*Task prompt*: A faithful copy without images is required: write out all the records exactly.

Exercise data START

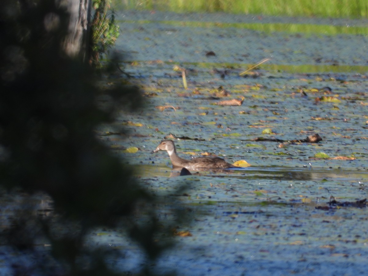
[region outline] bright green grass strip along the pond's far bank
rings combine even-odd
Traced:
[[[226,12],[302,17],[368,18],[367,0],[113,0],[117,7],[176,13]]]

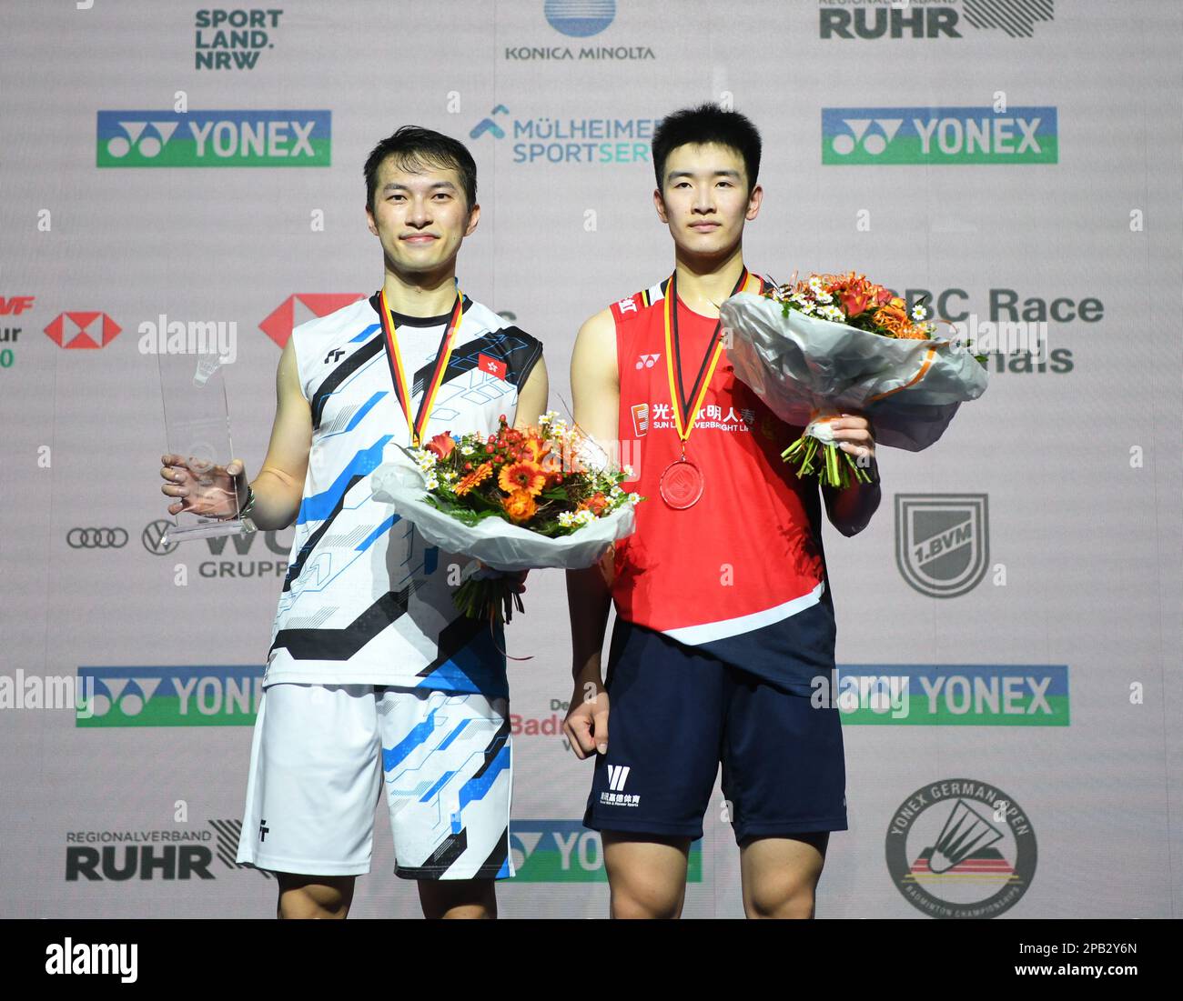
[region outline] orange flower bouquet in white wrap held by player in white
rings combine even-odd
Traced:
[[[554,410],[517,430],[500,417],[496,435],[441,434],[405,448],[411,463],[373,474],[374,496],[394,503],[431,545],[474,557],[455,592],[471,618],[508,622],[521,599],[492,571],[582,570],[605,558],[635,528],[621,487],[633,473],[614,469],[600,447]],[[484,565],[484,566],[481,566]]]

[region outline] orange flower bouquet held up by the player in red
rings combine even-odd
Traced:
[[[936,324],[918,304],[866,275],[813,274],[739,293],[722,308],[728,357],[736,376],[782,421],[804,431],[781,457],[797,476],[816,474],[846,487],[870,476],[838,448],[829,422],[842,410],[867,412],[878,444],[920,451],[949,427],[957,408],[987,386],[983,359],[933,338]]]

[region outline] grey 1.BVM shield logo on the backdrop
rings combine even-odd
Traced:
[[[955,598],[989,561],[985,494],[896,494],[896,564],[922,594]]]

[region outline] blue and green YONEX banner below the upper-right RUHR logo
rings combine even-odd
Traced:
[[[1054,108],[823,108],[825,165],[1056,163]]]

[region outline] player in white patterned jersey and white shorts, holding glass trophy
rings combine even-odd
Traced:
[[[364,173],[382,288],[292,331],[253,481],[235,459],[202,486],[166,455],[162,490],[174,514],[227,516],[234,489],[258,528],[296,524],[238,851],[277,873],[279,916],[345,916],[384,799],[425,916],[494,917],[493,880],[513,875],[504,636],[453,605],[470,560],[427,546],[370,474],[399,446],[492,434],[502,414],[536,423],[547,370],[537,339],[457,281],[480,217],[468,150],[405,126]]]

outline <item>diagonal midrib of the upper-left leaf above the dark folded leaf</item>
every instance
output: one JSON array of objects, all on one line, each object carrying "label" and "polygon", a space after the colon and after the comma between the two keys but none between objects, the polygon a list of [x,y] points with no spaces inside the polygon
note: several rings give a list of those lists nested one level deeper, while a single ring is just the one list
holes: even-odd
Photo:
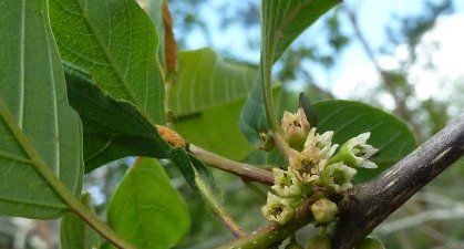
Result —
[{"label": "diagonal midrib of the upper-left leaf above the dark folded leaf", "polygon": [[[56,0],[59,1],[59,0]],[[124,85],[124,90],[126,91],[126,93],[128,94],[128,96],[131,97],[131,100],[127,101],[132,101],[134,102],[136,105],[140,105],[141,103],[137,101],[137,98],[135,97],[134,93],[131,91],[131,89],[127,86],[127,82],[124,81],[124,76],[122,75],[122,72],[120,71],[121,69],[115,64],[113,58],[111,56],[110,51],[107,50],[107,48],[105,46],[104,42],[102,41],[102,39],[100,38],[100,35],[96,35],[96,31],[95,28],[93,27],[93,24],[91,23],[91,21],[89,20],[89,18],[86,17],[82,7],[82,4],[80,3],[80,1],[76,1],[78,6],[81,10],[81,15],[82,18],[85,20],[85,24],[89,27],[89,29],[92,31],[93,37],[95,38],[96,42],[99,43],[100,49],[103,51],[103,54],[105,55],[106,60],[110,62],[110,65],[114,69],[114,72],[117,76],[117,80],[120,80],[120,82],[122,83],[122,85]],[[131,11],[128,11],[131,12]],[[131,14],[131,13],[130,13]],[[132,21],[132,19],[130,19]],[[130,32],[132,32],[132,29],[130,30]],[[110,44],[111,44],[111,32],[110,32]],[[131,46],[128,46],[128,50],[131,50]],[[127,66],[126,66],[127,68]],[[142,106],[146,106],[146,105],[142,105]],[[147,113],[145,112],[145,110],[141,110],[142,112],[144,112],[144,114],[146,115]]]}]

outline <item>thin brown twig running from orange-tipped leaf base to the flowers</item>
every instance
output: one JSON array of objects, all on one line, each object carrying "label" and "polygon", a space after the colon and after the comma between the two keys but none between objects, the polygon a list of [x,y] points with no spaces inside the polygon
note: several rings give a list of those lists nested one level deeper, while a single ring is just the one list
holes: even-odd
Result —
[{"label": "thin brown twig running from orange-tipped leaf base to the flowers", "polygon": [[221,157],[194,144],[188,145],[188,152],[214,168],[231,173],[249,181],[274,185],[272,174],[268,170]]}]

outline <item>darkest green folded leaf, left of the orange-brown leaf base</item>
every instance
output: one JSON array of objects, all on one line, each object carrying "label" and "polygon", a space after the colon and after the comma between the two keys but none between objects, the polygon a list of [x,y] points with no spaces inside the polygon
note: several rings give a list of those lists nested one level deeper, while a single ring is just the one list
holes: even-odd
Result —
[{"label": "darkest green folded leaf, left of the orange-brown leaf base", "polygon": [[125,156],[167,157],[169,145],[126,101],[115,101],[80,68],[64,62],[68,96],[84,126],[85,172]]}]

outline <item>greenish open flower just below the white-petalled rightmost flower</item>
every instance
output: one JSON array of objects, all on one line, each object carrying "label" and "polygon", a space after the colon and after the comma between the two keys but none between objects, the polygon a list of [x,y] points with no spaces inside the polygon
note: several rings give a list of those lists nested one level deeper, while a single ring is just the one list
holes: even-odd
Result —
[{"label": "greenish open flower just below the white-petalled rightmost flower", "polygon": [[357,169],[348,167],[342,162],[338,162],[323,169],[319,178],[319,184],[334,191],[343,191],[353,187],[351,180],[355,174]]}]

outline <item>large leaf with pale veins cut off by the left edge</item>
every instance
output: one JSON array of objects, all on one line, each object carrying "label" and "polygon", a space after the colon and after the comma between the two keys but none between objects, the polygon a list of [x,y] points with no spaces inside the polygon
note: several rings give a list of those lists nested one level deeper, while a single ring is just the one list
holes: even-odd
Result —
[{"label": "large leaf with pale veins cut off by the left edge", "polygon": [[82,187],[82,131],[66,100],[45,0],[0,1],[0,214],[54,218],[49,184]]}]

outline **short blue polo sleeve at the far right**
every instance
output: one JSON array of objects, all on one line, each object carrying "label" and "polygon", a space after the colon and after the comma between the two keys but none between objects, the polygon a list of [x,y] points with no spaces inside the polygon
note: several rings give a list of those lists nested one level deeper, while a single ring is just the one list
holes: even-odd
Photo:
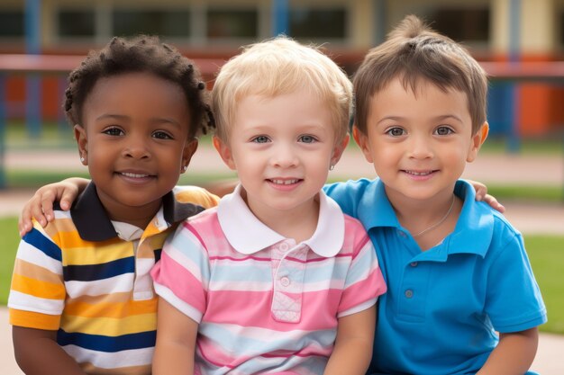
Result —
[{"label": "short blue polo sleeve at the far right", "polygon": [[512,233],[488,272],[486,313],[502,333],[523,331],[547,320],[523,237]]}]

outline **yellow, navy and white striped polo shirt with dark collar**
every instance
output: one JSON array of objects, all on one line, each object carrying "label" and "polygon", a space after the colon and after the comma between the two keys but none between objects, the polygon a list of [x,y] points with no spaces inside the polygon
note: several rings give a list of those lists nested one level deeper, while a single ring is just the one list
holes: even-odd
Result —
[{"label": "yellow, navy and white striped polo shirt with dark collar", "polygon": [[90,183],[70,211],[56,210],[47,228],[35,222],[23,237],[10,323],[58,330],[59,345],[88,374],[150,374],[158,300],[150,269],[177,223],[217,201],[196,187],[169,192],[141,237],[124,240],[116,233],[124,223],[114,228]]}]

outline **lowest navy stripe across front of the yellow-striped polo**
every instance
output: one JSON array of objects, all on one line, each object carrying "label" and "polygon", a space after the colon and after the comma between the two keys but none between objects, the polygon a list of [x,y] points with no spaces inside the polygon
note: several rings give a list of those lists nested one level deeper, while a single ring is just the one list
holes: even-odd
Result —
[{"label": "lowest navy stripe across front of the yellow-striped polo", "polygon": [[151,348],[155,346],[157,331],[121,336],[88,335],[68,333],[59,329],[57,343],[60,346],[77,345],[97,352],[115,353],[123,350]]}]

Exercise data END

*Solution below*:
[region outline] bright green grass strip along the pond's far bank
rings combine even-odd
Traced:
[[[226,12],[302,17],[368,18],[367,0],[113,0],[117,7],[176,13]]]

[region outline] orange flower bouquet in white wrap held by player in white
rings combine even-odd
Traced:
[[[554,410],[517,430],[500,417],[496,435],[441,434],[405,448],[411,463],[373,474],[374,496],[394,503],[431,545],[474,557],[455,592],[471,618],[508,622],[521,599],[492,571],[582,570],[605,558],[635,528],[621,487],[633,473],[614,469],[600,447]],[[484,565],[484,566],[481,566]]]

[region outline] orange flower bouquet held up by the player in red
rings combine even-odd
Traced:
[[[936,324],[918,304],[866,275],[813,274],[739,293],[722,308],[728,357],[736,376],[782,421],[804,431],[781,457],[797,476],[816,474],[846,487],[870,476],[838,448],[829,422],[842,410],[867,412],[878,444],[920,451],[949,427],[957,408],[987,386],[983,359],[933,338]]]

[region outline] grey 1.BVM shield logo on the backdrop
rings combine even-odd
Traced:
[[[955,598],[989,561],[985,494],[896,494],[896,564],[922,594]]]

[region outline] blue and green YONEX banner below the upper-right RUHR logo
rings combine even-odd
Traced:
[[[1054,108],[823,108],[825,165],[1056,163]]]

[region outline] player in white patterned jersey and white shorts, holding glass trophy
rings combine even-odd
Traced:
[[[364,173],[382,288],[292,331],[253,481],[235,459],[202,486],[166,455],[162,490],[174,514],[227,516],[234,489],[258,528],[296,524],[238,851],[277,873],[279,916],[345,916],[384,799],[425,916],[494,917],[493,880],[513,875],[504,636],[453,605],[470,560],[427,546],[370,474],[399,446],[492,434],[502,414],[536,423],[547,370],[537,339],[457,281],[480,217],[468,150],[405,126]]]

outline <item>diagonal midrib of the upper-left leaf above the dark folded leaf</item>
every instance
output: one JSON array of objects, all on one line, each object carrying "label" and "polygon", a space after the colon and after the comma between the two keys but none between objects, the polygon a list of [x,y] points with no spaces inside the polygon
note: several rings give a list of those lists nested one level deeper, while a single ring is just the one list
holes: even-odd
Photo:
Result —
[{"label": "diagonal midrib of the upper-left leaf above the dark folded leaf", "polygon": [[[56,0],[59,1],[59,0]],[[124,85],[124,90],[126,91],[126,93],[128,94],[128,96],[131,97],[131,100],[127,101],[132,101],[134,102],[136,105],[140,105],[141,103],[137,101],[137,98],[135,97],[134,93],[131,91],[131,89],[127,86],[127,82],[124,81],[124,76],[122,75],[122,72],[120,71],[121,69],[115,64],[113,58],[111,56],[110,51],[107,50],[107,48],[105,46],[104,42],[102,41],[102,39],[100,38],[100,35],[96,35],[96,31],[95,28],[93,27],[93,24],[91,23],[91,21],[89,20],[89,18],[86,17],[82,7],[82,4],[80,3],[80,1],[76,1],[78,6],[81,10],[81,15],[82,18],[85,20],[85,24],[89,27],[89,29],[92,31],[93,37],[95,38],[96,42],[99,43],[100,49],[103,51],[103,54],[105,55],[106,60],[110,62],[110,65],[114,69],[114,72],[117,76],[117,80],[120,80],[120,82],[122,83],[122,85]],[[131,11],[128,11],[131,12]],[[131,14],[131,13],[130,13]],[[132,21],[132,19],[130,19]],[[130,32],[132,32],[132,29],[130,30]],[[110,44],[111,44],[111,32],[110,32]],[[131,46],[128,46],[128,50],[131,50]],[[127,66],[126,66],[127,68]],[[142,106],[146,106],[146,105],[142,105]],[[147,113],[145,112],[145,110],[141,110],[142,112],[144,112],[144,114],[146,115]]]}]

outline <item>thin brown twig running from orange-tipped leaf base to the flowers</item>
every instance
output: one JSON array of objects, all on one line, each object carrying "label" and "polygon", a space after the colon and after the comma between the two keys but none between objects, the polygon a list of [x,y] points with no spaces inside the polygon
note: several rings give a list of those lists nested one level deeper, while a single ring is just the one list
holes: even-odd
Result —
[{"label": "thin brown twig running from orange-tipped leaf base to the flowers", "polygon": [[221,157],[194,144],[188,145],[188,152],[214,168],[231,173],[249,181],[274,185],[272,174],[268,170]]}]

outline <item>darkest green folded leaf, left of the orange-brown leaf base</item>
every instance
output: one JSON array of objects, all on one line, each object carrying "label" and "polygon", a space after the colon and after the comma between the two keys but none between objects, the polygon a list of [x,y] points with no spaces inside the polygon
note: several rings give a list of those lists nested one level deeper, while a single ring is just the one list
holes: even-odd
Result —
[{"label": "darkest green folded leaf, left of the orange-brown leaf base", "polygon": [[125,156],[167,157],[169,145],[126,101],[115,101],[80,68],[64,62],[68,96],[84,126],[85,172]]}]

outline <item>greenish open flower just below the white-petalled rightmost flower</item>
every instance
output: one JSON array of objects, all on one line, each object carrying "label" and "polygon", a space after the colon and after the comma between the two keys but none between objects, the polygon a list of [x,y] points with no spaces inside the polygon
note: several rings give a list of those lists nested one level deeper, while a single ring is just the one list
holes: even-odd
Result —
[{"label": "greenish open flower just below the white-petalled rightmost flower", "polygon": [[357,169],[348,167],[342,162],[338,162],[323,169],[319,178],[319,184],[334,191],[343,191],[353,187],[351,180],[355,174]]}]

outline <item>large leaf with pale veins cut off by the left edge</item>
every instance
output: one JSON array of objects, all on one line, each object carrying "label" and "polygon", a space after the colon and after the comma between the two keys but none between objects, the polygon a list of [x,y] points with no spaces inside the polygon
note: several rings give a list of those lists nested one level deeper, while a single ring is just the one list
holes: even-odd
Result —
[{"label": "large leaf with pale veins cut off by the left edge", "polygon": [[82,187],[82,131],[66,100],[45,0],[0,1],[0,214],[54,218],[49,184]]}]

outline **short blue polo sleeve at the far right**
every instance
output: one JSON array of objects, all on one line, each object carrying "label" and "polygon", a space after the colon and after the comma between the two keys but none between objects, the polygon a list of [x,y] points with no spaces inside the polygon
note: several rings give a list of those lists nested one level deeper, while a single ring is just the one list
holes: even-odd
Photo:
Result —
[{"label": "short blue polo sleeve at the far right", "polygon": [[512,233],[488,272],[486,313],[502,333],[523,331],[547,320],[523,237]]}]

outline **yellow, navy and white striped polo shirt with dark collar**
every instance
output: one JSON array of objects, all on one line, each object carrying "label" and "polygon", a space after the colon and after the comma between the two keys but none between objects, the polygon a list of [x,y] points with no spaces inside the polygon
note: several rings give a list of those lists nested one level deeper, while a single ring is just the one list
holes: even-odd
Result —
[{"label": "yellow, navy and white striped polo shirt with dark collar", "polygon": [[90,183],[70,211],[56,210],[47,228],[35,222],[23,237],[10,323],[58,330],[59,345],[88,374],[150,374],[158,300],[150,269],[177,223],[217,201],[196,187],[169,192],[141,237],[124,240],[116,233],[124,223],[114,228]]}]

outline **lowest navy stripe across front of the yellow-striped polo**
every instance
output: one JSON array of objects, all on one line, each object carrying "label" and "polygon", a space after the colon and after the comma between the two keys but none between objects, the polygon a list of [x,y] points with no spaces inside the polygon
note: several rings give a list of those lists nested one level deeper, while a single ring is just the one list
holes: even-odd
Result —
[{"label": "lowest navy stripe across front of the yellow-striped polo", "polygon": [[151,348],[155,346],[157,331],[121,336],[88,335],[68,333],[59,329],[57,343],[60,346],[77,345],[97,352],[115,353],[123,350]]}]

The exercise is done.